**Your instructions:** Find each line in the records that contains the word "tower", treating uppercase and lowercase as different, and copy those lines out.

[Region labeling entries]
* * * * *

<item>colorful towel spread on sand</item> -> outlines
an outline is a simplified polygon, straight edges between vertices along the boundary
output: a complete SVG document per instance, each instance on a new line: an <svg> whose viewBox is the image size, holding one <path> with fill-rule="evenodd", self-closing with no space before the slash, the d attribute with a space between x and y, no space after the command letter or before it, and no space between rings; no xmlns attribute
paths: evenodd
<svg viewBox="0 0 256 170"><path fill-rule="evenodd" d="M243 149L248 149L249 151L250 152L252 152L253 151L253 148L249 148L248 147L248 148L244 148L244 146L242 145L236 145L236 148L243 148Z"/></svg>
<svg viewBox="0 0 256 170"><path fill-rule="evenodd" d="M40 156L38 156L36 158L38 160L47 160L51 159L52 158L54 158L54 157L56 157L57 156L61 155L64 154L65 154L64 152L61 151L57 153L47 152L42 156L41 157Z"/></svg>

* * * * *

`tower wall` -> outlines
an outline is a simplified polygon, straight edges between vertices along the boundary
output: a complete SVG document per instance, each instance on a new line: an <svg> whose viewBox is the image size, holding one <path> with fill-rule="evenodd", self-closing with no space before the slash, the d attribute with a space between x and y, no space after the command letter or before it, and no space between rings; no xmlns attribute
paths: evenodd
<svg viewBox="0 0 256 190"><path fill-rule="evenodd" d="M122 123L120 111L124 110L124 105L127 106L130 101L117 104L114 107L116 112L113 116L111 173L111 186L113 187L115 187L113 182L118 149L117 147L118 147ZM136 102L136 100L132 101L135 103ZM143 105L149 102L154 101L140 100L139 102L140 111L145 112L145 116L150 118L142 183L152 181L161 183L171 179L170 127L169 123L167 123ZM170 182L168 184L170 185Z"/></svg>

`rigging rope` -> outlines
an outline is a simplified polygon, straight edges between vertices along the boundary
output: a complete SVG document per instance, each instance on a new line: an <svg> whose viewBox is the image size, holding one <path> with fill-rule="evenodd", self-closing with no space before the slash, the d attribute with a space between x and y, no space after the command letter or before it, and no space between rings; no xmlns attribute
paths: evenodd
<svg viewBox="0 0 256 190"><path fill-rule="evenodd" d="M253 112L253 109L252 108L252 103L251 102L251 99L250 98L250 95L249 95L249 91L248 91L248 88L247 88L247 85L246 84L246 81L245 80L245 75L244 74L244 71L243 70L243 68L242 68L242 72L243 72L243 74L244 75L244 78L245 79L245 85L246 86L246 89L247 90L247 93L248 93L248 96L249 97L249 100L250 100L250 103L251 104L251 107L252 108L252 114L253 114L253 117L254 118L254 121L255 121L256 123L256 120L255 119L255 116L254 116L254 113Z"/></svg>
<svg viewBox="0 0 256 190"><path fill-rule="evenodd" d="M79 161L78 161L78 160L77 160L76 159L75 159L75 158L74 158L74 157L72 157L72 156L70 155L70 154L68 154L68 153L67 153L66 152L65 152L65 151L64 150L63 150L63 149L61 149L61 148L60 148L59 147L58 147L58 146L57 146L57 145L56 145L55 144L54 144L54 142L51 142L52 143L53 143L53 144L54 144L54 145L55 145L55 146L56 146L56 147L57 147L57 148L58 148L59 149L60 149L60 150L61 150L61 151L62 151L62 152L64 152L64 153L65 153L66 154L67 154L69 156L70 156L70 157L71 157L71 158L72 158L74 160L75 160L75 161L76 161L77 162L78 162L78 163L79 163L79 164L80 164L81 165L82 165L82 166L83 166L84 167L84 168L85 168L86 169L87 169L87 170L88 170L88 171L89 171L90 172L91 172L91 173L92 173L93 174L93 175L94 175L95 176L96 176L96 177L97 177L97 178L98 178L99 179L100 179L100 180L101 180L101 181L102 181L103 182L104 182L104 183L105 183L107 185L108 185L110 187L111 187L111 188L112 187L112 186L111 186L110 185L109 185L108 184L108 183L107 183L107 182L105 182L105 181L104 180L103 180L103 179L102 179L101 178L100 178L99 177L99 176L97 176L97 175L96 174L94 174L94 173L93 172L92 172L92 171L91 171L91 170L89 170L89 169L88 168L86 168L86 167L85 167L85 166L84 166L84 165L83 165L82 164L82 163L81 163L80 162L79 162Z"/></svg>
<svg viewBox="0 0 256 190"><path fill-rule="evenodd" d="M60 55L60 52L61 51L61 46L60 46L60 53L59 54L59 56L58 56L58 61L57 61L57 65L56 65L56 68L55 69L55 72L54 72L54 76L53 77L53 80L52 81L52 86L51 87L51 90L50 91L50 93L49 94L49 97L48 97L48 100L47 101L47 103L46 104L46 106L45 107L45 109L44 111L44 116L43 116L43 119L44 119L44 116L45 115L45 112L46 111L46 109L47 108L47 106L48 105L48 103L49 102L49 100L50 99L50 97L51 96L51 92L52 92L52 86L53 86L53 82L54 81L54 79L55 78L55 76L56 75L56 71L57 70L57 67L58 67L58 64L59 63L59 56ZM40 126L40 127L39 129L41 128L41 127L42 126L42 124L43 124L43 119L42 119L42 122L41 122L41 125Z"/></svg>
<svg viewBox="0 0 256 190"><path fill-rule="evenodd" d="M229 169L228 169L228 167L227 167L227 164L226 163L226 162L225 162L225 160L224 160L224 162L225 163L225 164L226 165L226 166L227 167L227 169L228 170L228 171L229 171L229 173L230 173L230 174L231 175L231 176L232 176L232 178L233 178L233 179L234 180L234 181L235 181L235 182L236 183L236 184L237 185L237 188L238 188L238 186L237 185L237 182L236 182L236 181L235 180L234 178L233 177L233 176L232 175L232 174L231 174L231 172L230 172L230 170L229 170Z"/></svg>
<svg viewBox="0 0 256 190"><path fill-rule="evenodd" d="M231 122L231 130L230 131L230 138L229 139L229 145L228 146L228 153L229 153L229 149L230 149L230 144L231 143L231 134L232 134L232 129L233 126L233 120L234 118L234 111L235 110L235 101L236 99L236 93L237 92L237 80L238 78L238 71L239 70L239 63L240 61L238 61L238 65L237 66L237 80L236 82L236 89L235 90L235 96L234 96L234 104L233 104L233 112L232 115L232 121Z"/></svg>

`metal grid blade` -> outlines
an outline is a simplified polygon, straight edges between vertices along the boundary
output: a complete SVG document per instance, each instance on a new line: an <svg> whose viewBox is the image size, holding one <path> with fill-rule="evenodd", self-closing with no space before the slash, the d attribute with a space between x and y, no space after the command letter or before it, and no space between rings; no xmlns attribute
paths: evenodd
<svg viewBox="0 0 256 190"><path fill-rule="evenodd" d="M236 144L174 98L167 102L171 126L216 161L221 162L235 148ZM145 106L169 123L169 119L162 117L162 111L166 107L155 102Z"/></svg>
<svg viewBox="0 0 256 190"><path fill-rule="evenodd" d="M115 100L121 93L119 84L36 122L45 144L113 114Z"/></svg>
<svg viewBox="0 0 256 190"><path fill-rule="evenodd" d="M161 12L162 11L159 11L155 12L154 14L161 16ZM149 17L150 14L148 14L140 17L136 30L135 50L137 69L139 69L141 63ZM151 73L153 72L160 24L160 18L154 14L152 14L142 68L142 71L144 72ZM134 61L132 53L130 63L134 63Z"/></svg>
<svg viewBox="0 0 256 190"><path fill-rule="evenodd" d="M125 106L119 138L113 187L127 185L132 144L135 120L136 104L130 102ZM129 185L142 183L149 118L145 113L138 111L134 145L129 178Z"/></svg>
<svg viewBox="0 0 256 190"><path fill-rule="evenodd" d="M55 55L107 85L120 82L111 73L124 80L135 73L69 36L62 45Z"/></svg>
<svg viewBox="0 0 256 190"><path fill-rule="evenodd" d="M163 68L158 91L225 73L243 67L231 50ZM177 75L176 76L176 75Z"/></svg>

* * * * *

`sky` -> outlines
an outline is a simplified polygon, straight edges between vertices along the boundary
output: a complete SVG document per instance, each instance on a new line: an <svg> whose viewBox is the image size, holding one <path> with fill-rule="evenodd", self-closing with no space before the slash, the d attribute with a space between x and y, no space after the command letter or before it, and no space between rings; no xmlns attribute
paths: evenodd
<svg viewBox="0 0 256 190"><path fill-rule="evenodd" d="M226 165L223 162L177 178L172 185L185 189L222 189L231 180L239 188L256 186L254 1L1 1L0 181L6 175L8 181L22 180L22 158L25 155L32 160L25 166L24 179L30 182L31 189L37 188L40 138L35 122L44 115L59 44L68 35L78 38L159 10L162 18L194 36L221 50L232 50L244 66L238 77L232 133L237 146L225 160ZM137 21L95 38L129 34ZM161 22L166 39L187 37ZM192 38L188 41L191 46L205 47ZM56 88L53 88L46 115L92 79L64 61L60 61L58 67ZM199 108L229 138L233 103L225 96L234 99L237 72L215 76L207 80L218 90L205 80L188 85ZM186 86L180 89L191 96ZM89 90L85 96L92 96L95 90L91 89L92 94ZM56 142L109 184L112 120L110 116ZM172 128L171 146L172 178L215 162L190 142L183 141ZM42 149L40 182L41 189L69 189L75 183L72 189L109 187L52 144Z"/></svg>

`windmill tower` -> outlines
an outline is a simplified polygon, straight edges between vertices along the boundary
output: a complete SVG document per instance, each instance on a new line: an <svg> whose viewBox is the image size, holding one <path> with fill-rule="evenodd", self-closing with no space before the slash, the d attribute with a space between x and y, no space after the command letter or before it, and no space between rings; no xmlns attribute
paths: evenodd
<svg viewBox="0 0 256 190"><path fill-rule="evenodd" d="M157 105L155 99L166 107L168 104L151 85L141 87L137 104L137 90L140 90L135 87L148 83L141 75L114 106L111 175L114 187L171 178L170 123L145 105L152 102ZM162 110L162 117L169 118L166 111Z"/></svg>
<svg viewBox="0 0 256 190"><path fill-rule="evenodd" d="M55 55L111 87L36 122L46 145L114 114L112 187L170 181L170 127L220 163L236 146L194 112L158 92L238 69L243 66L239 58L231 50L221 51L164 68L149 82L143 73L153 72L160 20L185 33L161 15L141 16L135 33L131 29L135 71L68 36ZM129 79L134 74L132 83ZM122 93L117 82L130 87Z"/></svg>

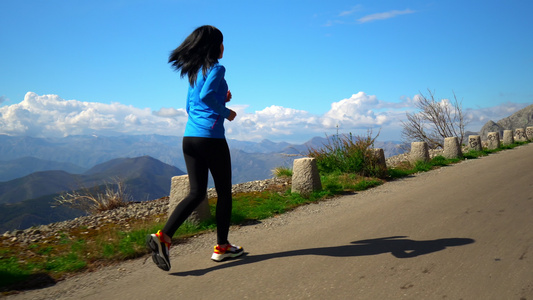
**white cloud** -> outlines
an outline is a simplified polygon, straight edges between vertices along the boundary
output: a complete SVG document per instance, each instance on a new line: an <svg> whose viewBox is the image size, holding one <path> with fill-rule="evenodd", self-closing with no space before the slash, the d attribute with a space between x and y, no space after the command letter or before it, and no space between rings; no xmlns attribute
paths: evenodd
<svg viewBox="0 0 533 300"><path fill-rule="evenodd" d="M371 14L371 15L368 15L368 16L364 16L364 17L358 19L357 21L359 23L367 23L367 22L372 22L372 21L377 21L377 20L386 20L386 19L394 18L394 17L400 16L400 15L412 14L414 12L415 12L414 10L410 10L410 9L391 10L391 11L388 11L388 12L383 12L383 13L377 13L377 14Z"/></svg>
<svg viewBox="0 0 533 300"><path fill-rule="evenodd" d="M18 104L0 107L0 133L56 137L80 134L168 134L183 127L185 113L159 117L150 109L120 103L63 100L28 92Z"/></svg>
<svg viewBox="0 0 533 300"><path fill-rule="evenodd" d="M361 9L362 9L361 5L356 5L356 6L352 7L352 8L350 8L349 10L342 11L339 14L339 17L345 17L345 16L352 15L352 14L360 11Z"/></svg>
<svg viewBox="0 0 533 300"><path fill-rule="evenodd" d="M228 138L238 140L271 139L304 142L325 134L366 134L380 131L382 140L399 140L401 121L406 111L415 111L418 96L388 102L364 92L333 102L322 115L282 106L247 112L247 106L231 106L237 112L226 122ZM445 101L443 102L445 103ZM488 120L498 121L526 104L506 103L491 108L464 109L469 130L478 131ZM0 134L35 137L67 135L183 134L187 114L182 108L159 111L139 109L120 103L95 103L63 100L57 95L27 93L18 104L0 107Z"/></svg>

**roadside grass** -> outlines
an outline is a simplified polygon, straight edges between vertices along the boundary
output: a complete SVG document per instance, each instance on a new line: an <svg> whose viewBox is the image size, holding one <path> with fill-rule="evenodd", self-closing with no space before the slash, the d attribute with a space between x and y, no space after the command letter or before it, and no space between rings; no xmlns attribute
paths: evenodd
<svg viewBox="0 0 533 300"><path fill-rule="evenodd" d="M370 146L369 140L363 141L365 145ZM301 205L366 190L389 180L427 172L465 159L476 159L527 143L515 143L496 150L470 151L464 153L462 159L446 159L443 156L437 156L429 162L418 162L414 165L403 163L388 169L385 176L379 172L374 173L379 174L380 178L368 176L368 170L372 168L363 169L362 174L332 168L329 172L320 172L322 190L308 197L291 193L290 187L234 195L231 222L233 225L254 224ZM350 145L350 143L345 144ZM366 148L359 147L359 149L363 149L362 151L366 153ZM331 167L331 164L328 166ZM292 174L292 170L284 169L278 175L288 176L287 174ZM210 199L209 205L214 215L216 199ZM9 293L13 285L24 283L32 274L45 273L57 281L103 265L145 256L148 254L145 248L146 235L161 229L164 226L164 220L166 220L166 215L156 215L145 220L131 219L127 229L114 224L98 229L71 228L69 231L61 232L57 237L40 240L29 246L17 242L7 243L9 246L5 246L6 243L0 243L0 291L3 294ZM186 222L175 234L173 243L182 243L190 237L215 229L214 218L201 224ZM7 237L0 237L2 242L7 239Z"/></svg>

* * * * *

**Result of this exercise:**
`tower wall` -> outlines
`windmill tower` -> outlines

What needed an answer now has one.